▸ **Exercise brief**
Count the lines below that contain the string "building", with case counting, and reply with only the number.

▸ **Material for this exercise**
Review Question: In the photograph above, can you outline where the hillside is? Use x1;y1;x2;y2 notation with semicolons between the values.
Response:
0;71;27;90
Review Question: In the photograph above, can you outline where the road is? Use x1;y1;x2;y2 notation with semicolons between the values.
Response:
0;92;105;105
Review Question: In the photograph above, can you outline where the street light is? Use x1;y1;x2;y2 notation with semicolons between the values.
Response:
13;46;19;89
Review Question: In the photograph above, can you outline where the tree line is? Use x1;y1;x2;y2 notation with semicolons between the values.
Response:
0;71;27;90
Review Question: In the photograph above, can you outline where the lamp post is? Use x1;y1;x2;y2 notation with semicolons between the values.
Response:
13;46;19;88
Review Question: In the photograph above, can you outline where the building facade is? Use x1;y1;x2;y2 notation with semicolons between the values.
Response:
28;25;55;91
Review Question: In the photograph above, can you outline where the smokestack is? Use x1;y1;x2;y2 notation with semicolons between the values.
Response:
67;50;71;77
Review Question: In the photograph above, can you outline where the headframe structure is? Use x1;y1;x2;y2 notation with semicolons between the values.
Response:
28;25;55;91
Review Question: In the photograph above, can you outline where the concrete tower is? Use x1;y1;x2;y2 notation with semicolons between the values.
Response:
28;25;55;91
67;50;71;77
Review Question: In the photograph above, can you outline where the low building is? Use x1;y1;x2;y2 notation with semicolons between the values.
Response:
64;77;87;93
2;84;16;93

▸ **Exercise solution**
2